▸ **Items from a data source**
══════

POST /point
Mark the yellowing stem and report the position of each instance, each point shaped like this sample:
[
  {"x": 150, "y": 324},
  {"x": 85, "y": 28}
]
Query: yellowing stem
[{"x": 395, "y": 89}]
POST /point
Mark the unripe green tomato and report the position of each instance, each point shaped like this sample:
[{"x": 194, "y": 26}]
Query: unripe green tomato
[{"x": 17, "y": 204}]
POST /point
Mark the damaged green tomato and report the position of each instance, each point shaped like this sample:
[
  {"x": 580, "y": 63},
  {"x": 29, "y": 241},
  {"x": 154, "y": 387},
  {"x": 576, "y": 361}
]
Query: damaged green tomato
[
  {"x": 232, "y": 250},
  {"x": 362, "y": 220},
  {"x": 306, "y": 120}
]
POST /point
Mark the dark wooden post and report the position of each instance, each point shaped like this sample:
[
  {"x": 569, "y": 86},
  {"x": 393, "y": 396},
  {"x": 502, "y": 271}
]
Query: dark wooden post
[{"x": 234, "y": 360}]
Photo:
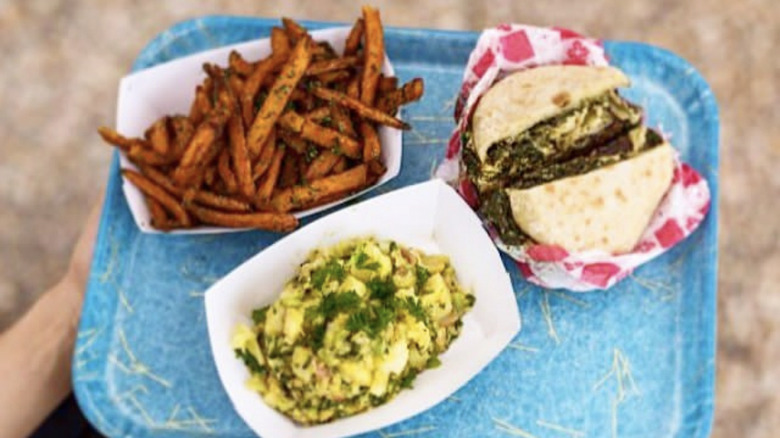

══════

▸ **To do**
Say how many lines of the data above include the word "report", and add nothing further.

▸ **Solution to this exercise**
4